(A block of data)
######
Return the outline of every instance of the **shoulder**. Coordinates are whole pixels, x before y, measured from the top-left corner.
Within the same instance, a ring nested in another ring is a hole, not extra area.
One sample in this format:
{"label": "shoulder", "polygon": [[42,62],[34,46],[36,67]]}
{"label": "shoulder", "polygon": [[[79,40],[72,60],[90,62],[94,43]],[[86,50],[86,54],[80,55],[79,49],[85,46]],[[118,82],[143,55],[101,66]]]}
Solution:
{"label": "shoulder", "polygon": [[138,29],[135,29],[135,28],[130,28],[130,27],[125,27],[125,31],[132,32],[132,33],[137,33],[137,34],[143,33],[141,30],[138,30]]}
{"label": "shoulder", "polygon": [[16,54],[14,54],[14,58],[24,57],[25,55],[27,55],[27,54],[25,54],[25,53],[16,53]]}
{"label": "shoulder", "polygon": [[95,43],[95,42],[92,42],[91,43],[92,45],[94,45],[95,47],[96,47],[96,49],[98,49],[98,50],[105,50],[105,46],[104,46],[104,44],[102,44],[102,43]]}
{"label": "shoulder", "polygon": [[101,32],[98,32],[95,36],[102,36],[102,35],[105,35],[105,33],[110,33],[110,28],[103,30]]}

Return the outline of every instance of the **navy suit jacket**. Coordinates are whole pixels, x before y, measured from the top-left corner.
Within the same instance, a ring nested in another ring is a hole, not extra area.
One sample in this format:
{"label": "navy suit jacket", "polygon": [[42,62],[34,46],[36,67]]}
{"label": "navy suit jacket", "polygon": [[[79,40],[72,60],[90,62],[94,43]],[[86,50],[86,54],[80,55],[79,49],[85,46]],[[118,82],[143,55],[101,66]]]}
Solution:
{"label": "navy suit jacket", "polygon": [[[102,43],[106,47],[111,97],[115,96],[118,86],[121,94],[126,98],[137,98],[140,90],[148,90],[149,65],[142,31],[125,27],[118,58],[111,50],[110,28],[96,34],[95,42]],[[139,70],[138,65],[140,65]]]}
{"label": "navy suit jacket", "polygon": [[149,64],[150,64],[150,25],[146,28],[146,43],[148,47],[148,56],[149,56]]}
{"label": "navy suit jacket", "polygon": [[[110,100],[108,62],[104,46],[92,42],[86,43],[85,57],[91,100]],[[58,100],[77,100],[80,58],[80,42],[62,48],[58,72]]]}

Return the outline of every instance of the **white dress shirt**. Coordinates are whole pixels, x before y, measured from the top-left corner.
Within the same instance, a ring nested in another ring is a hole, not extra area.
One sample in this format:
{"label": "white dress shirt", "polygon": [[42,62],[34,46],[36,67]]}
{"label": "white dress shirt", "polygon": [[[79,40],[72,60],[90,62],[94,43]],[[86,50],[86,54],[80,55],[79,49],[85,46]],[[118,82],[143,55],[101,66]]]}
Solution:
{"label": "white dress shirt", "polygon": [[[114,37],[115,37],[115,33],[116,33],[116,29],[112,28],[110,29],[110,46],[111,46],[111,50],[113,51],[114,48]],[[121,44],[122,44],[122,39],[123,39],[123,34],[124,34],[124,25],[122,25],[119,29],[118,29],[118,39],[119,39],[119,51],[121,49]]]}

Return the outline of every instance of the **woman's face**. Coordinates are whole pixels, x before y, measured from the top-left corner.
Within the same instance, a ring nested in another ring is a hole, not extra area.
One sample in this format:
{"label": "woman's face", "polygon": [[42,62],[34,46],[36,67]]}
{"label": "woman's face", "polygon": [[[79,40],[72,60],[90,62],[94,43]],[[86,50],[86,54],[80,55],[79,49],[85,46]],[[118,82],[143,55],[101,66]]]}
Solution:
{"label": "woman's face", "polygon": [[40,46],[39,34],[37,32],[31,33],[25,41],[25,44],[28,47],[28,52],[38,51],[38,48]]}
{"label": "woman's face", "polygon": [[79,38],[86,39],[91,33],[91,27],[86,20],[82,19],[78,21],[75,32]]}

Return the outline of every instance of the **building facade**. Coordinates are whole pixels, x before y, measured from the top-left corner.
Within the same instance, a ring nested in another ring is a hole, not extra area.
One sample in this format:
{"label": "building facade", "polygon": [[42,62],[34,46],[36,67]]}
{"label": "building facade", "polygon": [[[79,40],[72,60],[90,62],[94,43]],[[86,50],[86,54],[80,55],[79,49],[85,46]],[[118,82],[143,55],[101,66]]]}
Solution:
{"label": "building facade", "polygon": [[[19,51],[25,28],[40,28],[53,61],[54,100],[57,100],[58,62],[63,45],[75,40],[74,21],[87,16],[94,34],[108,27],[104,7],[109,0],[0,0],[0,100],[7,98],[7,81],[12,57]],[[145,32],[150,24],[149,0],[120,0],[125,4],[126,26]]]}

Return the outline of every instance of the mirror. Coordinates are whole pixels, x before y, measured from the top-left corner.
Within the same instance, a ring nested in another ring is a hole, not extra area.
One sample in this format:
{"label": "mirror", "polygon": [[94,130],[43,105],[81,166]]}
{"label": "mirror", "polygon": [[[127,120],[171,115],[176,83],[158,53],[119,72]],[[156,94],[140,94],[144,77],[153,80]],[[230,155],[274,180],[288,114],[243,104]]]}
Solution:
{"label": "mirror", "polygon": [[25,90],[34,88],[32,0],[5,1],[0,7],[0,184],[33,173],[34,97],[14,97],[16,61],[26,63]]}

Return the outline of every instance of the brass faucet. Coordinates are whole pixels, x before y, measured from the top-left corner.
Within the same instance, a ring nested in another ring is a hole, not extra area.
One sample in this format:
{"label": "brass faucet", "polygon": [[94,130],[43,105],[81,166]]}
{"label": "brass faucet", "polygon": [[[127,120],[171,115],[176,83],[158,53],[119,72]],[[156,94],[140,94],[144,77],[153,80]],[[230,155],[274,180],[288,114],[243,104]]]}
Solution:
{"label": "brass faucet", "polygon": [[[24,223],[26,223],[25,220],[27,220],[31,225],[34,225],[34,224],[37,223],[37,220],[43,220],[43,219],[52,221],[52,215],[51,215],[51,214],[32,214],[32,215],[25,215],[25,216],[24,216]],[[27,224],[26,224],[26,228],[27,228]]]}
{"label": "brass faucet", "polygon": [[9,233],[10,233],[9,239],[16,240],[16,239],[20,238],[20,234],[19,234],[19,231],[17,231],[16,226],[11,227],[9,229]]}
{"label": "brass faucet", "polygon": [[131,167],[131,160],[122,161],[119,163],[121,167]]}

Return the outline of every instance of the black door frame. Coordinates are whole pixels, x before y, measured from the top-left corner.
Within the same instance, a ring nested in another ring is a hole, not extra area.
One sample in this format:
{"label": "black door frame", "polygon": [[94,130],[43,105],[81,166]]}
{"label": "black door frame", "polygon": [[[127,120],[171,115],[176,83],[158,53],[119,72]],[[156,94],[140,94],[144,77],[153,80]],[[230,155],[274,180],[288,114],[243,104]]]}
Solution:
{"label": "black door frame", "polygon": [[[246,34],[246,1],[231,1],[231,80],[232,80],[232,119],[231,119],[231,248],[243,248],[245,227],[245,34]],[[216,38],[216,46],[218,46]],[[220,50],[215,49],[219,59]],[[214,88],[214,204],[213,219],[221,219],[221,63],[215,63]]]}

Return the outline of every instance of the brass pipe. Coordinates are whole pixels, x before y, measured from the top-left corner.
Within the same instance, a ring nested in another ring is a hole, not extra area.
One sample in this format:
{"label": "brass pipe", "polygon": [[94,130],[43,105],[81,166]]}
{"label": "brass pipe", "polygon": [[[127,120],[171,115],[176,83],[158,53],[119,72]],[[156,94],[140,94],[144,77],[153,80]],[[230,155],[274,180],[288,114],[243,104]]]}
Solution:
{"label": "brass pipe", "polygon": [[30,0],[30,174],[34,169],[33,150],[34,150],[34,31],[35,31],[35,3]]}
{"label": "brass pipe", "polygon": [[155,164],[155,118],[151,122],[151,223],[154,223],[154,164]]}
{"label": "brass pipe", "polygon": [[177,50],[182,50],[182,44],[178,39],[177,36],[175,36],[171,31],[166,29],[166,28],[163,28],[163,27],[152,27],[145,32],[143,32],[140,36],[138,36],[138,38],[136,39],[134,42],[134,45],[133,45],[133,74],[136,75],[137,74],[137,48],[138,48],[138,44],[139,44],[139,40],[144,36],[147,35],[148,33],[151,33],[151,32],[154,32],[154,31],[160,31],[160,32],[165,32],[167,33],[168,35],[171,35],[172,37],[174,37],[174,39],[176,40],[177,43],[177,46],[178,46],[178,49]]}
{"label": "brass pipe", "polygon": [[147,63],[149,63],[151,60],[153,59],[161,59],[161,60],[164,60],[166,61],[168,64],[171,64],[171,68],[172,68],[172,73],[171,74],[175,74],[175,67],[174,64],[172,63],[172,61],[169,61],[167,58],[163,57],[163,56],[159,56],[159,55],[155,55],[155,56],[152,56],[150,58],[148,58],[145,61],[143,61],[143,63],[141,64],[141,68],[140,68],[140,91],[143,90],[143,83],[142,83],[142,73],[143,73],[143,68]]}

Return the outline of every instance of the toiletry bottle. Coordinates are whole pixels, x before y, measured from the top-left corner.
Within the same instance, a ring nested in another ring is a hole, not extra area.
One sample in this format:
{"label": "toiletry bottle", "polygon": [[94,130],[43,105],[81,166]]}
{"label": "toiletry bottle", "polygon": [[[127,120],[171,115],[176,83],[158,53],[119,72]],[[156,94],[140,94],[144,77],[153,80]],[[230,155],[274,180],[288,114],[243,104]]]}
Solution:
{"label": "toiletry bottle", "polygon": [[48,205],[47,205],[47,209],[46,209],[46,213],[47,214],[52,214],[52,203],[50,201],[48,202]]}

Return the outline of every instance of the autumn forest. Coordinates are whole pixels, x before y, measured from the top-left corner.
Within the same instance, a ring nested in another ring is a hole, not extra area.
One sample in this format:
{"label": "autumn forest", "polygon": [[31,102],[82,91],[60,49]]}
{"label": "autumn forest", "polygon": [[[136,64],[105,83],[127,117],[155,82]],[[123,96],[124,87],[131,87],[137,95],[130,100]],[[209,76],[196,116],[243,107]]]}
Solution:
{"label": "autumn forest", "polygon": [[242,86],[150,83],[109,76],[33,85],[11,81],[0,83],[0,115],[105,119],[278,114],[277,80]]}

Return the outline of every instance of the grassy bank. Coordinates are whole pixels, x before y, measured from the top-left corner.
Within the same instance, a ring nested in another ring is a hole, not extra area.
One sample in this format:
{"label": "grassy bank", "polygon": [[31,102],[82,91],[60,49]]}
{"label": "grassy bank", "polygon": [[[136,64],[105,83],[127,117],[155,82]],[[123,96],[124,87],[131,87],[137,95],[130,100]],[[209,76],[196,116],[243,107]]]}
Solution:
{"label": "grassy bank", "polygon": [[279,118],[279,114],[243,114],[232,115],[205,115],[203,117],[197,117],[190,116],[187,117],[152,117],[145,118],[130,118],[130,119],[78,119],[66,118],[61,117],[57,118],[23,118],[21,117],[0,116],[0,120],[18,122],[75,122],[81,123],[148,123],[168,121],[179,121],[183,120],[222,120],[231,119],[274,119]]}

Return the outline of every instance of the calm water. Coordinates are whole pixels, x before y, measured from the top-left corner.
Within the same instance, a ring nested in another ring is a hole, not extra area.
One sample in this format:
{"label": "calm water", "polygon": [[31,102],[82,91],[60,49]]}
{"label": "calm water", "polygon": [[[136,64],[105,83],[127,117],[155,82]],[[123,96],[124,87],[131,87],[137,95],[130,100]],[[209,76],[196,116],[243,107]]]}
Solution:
######
▶ [SET EXERCISE]: Find each line in the data above that contains the word "water", and copy those lines out in full.

▶ [ANSWER FOR THIS EXERCISE]:
Return the outline of every instance of the calm water. Coordinates are whole pixels, x before y, measured from the top-left corner.
{"label": "calm water", "polygon": [[31,102],[82,91],[60,49]]}
{"label": "calm water", "polygon": [[[136,64],[105,83],[127,117],[155,82]],[[123,96],[124,87],[131,87],[137,95],[130,100]],[[209,76],[196,116],[243,107]]]}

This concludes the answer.